(Beginning of Task material)

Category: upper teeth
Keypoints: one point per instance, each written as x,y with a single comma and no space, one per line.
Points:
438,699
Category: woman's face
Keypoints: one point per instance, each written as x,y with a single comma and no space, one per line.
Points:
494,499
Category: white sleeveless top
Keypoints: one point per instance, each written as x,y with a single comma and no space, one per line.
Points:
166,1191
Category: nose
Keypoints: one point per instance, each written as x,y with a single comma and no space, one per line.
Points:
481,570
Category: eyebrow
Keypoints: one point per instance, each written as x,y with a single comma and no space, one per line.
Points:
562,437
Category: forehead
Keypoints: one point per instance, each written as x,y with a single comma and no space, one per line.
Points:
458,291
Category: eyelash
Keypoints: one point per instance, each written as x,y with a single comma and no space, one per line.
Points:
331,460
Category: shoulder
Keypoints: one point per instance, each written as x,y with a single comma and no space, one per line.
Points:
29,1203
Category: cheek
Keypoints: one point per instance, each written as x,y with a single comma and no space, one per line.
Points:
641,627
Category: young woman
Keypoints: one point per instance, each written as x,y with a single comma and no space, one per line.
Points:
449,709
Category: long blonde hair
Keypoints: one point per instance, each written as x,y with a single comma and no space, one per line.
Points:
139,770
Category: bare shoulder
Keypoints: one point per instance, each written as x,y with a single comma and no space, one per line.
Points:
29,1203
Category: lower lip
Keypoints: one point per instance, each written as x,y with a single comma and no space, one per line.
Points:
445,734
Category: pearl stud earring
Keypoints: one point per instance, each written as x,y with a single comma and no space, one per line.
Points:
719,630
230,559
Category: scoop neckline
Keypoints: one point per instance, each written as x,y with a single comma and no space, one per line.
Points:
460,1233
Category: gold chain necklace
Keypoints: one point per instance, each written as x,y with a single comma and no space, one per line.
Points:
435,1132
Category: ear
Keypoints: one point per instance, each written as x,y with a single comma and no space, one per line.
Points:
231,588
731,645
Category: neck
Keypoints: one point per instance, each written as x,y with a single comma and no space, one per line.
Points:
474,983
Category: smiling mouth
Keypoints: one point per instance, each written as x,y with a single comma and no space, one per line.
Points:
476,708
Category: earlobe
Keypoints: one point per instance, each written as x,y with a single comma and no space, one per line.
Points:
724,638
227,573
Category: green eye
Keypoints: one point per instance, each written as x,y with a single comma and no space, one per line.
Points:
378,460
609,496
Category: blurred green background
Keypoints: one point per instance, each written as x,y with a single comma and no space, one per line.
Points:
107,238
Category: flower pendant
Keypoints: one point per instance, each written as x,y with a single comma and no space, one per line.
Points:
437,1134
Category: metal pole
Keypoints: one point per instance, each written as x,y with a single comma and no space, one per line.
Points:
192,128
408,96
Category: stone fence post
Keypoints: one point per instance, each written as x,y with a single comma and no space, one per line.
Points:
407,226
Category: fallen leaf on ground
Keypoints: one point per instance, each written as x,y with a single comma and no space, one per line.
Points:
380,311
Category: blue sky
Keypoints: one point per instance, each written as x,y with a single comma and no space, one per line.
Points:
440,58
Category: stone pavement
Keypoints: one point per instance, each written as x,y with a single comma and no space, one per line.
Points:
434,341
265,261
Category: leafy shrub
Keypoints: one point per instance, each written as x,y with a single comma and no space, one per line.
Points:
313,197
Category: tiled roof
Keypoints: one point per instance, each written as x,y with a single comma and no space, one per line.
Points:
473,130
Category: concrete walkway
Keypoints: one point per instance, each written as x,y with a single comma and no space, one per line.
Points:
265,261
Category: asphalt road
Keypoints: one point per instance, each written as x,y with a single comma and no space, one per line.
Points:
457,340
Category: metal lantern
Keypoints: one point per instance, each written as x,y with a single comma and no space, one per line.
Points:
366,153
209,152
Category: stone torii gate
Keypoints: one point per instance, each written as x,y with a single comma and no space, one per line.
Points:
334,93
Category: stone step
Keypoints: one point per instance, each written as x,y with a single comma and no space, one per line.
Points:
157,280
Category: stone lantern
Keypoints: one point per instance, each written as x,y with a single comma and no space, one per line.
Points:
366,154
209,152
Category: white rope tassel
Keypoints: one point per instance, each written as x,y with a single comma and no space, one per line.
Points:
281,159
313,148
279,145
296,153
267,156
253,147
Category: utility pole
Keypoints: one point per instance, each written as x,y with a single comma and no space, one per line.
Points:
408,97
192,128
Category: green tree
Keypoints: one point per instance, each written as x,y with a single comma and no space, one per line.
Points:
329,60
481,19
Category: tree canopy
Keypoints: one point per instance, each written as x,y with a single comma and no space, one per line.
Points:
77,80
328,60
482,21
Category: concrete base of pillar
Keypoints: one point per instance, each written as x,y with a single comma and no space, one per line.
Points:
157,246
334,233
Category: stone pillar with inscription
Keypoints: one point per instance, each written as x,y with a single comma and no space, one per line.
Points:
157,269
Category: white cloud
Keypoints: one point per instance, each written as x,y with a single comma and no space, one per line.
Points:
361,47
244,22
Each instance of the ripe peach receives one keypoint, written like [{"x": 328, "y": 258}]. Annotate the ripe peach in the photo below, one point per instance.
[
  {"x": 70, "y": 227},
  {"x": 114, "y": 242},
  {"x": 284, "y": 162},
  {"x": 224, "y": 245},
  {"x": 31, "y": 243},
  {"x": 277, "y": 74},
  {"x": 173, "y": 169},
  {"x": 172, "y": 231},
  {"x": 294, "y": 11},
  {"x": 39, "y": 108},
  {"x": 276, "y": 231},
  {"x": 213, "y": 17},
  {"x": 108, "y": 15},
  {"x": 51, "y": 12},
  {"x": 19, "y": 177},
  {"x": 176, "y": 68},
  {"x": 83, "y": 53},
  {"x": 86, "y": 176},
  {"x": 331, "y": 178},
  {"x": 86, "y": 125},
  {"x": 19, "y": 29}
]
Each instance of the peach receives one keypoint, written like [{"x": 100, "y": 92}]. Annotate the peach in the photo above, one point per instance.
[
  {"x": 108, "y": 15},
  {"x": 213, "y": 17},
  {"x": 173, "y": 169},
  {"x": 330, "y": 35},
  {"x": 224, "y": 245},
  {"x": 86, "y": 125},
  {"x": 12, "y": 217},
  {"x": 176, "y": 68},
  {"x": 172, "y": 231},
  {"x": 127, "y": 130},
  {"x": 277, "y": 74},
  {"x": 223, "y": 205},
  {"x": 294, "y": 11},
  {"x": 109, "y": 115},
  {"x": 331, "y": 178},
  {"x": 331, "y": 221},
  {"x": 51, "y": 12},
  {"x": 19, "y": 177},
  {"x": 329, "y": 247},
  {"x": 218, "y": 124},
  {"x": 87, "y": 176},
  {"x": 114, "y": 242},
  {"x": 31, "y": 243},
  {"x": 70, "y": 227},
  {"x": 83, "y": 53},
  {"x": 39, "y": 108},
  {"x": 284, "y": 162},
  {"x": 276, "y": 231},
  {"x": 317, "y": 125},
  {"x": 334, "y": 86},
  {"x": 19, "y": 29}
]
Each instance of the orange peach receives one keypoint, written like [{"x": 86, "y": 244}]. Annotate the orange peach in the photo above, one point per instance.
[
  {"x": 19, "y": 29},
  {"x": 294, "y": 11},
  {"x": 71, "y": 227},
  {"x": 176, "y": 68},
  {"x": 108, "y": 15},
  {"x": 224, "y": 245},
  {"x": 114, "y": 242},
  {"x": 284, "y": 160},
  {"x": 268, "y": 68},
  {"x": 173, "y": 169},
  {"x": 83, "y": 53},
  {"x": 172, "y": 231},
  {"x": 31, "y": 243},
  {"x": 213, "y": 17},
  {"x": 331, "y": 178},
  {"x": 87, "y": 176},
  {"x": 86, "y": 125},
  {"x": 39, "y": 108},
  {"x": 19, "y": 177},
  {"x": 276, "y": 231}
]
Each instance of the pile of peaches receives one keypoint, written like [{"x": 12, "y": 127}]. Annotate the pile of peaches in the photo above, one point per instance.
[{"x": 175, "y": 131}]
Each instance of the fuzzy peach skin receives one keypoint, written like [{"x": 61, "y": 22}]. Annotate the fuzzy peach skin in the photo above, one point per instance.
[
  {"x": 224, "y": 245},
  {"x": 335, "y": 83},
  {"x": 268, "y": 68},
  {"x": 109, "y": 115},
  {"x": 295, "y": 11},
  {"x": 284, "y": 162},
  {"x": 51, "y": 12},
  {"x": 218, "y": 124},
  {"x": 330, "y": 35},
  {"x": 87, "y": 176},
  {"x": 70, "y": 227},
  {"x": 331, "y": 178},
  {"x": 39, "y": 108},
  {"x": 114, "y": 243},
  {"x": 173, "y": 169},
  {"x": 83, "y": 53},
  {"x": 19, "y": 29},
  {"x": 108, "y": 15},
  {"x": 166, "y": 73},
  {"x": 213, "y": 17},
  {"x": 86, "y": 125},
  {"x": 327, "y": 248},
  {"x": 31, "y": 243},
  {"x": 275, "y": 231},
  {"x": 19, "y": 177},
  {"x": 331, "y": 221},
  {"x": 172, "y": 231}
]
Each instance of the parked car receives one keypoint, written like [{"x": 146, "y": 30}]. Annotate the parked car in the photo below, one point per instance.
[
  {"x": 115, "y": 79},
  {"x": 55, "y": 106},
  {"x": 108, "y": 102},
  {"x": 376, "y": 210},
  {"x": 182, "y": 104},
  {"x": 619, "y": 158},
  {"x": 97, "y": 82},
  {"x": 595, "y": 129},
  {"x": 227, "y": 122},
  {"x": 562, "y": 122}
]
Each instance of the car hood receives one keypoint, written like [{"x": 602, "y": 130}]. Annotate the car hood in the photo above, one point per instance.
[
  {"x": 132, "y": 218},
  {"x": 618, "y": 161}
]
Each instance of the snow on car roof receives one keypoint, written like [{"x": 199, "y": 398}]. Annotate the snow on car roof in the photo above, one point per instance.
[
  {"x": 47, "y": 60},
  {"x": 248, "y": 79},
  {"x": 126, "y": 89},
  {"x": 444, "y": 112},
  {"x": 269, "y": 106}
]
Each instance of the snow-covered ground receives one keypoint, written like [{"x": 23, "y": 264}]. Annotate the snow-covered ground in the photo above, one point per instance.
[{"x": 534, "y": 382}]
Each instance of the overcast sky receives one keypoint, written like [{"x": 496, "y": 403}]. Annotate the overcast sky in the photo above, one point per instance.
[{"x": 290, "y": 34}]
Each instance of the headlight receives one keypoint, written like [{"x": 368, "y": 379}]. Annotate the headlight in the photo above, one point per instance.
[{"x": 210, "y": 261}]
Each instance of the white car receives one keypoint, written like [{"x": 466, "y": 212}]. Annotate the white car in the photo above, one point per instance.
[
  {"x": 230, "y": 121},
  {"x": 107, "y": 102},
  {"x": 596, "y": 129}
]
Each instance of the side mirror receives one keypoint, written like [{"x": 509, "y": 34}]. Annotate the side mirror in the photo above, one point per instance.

(End of Task material)

Your answer should consist of the lines from the line with "Category: metal lantern" to the line with "Category: concrete base of pillar" above, repeated exactly, both ends included.

Task solution:
Category: metal lantern
Keypoints: one point per instance, each written as x,y with a single comma and no space, one per line.
Points:
366,153
209,152
Category: stone torii gate
Keypoints: one point per instance, each written as x,y with a single comma and no space, one per line.
Points:
334,93
Category: stone step
Keypoints: one point per instance, each written as x,y with a single comma and no space, one per line.
Points:
157,280
Category: stone lantern
Keypoints: one point per instance, each written as x,y with a single comma and no space, one per line.
Points:
366,154
209,152
Category: white rope tassel
Keypoints: one point per instance, each written as x,y with a single comma and no space, one per line.
Points:
281,159
313,148
279,145
296,153
267,156
253,147
Category: utility pole
Keypoints: one point per instance, each written as x,y with a single comma and no space, one per line.
Points:
408,97
192,128
Category: green tree
Keypoints: one point per instance, each written as x,y with a single comma and no space, one per line.
Points:
329,60
481,19
Category: tree canopy
Keypoints: one point per instance, each written as x,y with a single comma and no space, one per line.
Points:
77,80
328,60
482,21
Category: concrete base of pillar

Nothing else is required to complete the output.